* **What you have to do**: Turn the listing below into a numbered list, skipping any blank lines. Leave the pictures out of your answer.

● ● ● ●

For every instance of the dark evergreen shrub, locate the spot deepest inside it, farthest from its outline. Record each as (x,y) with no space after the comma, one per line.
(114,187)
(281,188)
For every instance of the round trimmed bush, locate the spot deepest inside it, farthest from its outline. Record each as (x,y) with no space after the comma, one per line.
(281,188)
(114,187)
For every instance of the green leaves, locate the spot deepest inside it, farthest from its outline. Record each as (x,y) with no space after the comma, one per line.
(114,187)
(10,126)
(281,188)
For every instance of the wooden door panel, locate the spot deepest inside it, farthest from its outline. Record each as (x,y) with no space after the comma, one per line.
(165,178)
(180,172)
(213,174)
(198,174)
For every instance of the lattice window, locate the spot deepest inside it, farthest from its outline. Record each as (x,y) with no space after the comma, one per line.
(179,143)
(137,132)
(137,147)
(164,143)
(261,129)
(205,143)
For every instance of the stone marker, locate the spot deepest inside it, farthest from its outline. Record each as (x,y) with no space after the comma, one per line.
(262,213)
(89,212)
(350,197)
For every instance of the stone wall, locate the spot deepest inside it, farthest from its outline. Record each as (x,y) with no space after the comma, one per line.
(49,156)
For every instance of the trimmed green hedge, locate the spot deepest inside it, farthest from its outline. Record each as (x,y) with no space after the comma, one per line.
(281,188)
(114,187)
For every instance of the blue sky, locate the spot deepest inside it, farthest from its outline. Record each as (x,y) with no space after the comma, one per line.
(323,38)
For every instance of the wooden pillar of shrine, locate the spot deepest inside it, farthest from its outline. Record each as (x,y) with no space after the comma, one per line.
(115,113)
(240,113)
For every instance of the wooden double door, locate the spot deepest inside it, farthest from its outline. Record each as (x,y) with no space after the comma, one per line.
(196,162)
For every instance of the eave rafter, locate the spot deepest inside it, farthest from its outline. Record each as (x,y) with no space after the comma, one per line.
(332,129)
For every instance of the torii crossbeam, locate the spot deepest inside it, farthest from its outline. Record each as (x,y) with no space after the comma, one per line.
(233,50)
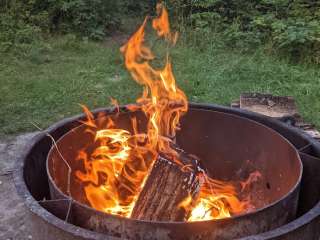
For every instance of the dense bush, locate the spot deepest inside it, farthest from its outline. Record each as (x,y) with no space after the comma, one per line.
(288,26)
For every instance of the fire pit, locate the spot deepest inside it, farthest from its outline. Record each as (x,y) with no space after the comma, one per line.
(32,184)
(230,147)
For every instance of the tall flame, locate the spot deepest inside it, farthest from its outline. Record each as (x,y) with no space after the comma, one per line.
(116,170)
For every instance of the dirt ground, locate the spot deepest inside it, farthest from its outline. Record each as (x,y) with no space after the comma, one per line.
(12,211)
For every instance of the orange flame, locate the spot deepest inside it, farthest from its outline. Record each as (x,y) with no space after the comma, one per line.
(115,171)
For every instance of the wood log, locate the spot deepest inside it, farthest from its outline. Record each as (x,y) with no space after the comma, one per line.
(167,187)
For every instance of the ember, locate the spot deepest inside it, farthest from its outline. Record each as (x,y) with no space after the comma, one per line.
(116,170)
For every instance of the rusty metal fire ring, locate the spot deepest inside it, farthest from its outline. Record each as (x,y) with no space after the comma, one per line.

● ● ● ●

* **Response**:
1. For every instance of the dark evergreen shrub, locate the spot deepest inside it, farthest from its outline. Record each as (x,y) with no space after the comma, one per line.
2. (114,187)
3. (281,188)
4. For every instance of the round trimmed bush, locate the spot deepest inside it, farthest from its outline. Record each as (x,y) with no space after the comma, one per line.
5. (281,188)
6. (114,187)
7. For every instance of the green leaves, locate the spot deepest inside it, farthest from its outline. Record each as (x,y) with no space after the comma, one per line.
8. (114,187)
9. (10,126)
10. (281,188)
11. For every instance of the wooden door panel, locate the spot deepest inside it, farthest from its outline. Record each as (x,y) with no space after the comma, one per line.
12. (165,178)
13. (180,172)
14. (213,174)
15. (198,174)
16. For every instance of the lattice window, locate the spot deepest inside it, farthest from its outline. Record each as (x,y) with no space after the comma, one per line.
17. (179,143)
18. (137,132)
19. (137,147)
20. (164,143)
21. (261,129)
22. (205,143)
23. For every instance of the stone marker, locate the spot deepest inside it, farthest from its outline. Record each as (x,y) with no space after the comma, one per line.
24. (262,213)
25. (89,212)
26. (350,197)
27. For every instance of the stone wall, locate the spot deepest inside it, farthest from its outline. Record each as (x,y) with no space after the comma, one per line.
28. (49,156)
29. For every instance of the trimmed green hedge, locate the spot deepest inside it, farthest from its outline. Record each as (x,y) with no space after the comma, one per line.
30. (281,188)
31. (114,187)
32. For every instance of the blue sky, locate the spot deepest inside it, farthest from its outline. Record each as (x,y) with no space after the comma, one per line.
33. (323,38)
34. For every instance of the wooden pillar of shrine, locate the spot deepest inside it, farthest from its outline. Record each as (x,y) with no space after the comma, one per line.
35. (115,113)
36. (240,113)
37. For every instance of the wooden double door, locate the spot deepest inside it, farthest from its outline. Record each as (x,y) with no space after the comma, one per line.
38. (196,162)
39. For every instance of the eave rafter, locate the spot deepest inside it, farthest from its outline. Record each as (x,y) with no space after the comma, one per line.
40. (332,129)
41. For every instance of the torii crossbeam, locate the spot deepest inside it, farthest from its outline. Record each as (x,y) with no space after the comma, one per line.
42. (233,50)
43. For every instance of the dense bush, locate the spot deepest inside it, farthest from its outline. Record each as (x,y) with no space after the comma, one per line.
44. (288,26)
45. For every instance of the fire pit, locate the spot deepest inside it, farthest from its outline. Record each as (x,y) with no space after the comma, one per line.
46. (32,184)
47. (230,147)
48. For every instance of the tall flame, locate the spot deepest inside it, farthest from its outline. Record each as (x,y) with no space after the comma, one per line.
49. (116,170)
50. For every instance of the dirt ground, locate the spot deepest inside it, farthest from its outline. Record each as (x,y) with no space after the comma, one per line.
51. (12,211)
52. For every instance of the orange flame, locate the spot deepest inside it, farthest from its outline. Record each as (x,y) with no space after the comma, one per line.
53. (115,171)
54. For every instance of the wood log, locate the spot deepest inside it, farthest from its outline. Record each as (x,y) with no space after the comma, one per line.
55. (167,187)
56. For every instance of the ember, locate the spot deepest inside it, farthest from its outline. Record each as (x,y) with no space after the comma, one per line.
57. (116,170)
58. For every instance of the rusty metal fire ring, locate the spot deepest inside it, farthest from its outline. Record each as (x,y) with no space after the comma, one per line.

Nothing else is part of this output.